» **Task brief**
Copy the listing from the line with "[mark] the white" through its last line, and replace "long-sleeve shirt" with "button-up shirt". Change nothing else.

(Named object pointing entries)
⟨

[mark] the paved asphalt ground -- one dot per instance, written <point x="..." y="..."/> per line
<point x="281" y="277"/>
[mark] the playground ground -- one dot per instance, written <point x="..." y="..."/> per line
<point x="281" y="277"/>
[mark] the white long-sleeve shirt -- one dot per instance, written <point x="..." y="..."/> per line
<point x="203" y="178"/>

⟩

» **Problem solution**
[mark] the white button-up shirt -- one dot per instance, written <point x="..." y="..."/> per line
<point x="203" y="178"/>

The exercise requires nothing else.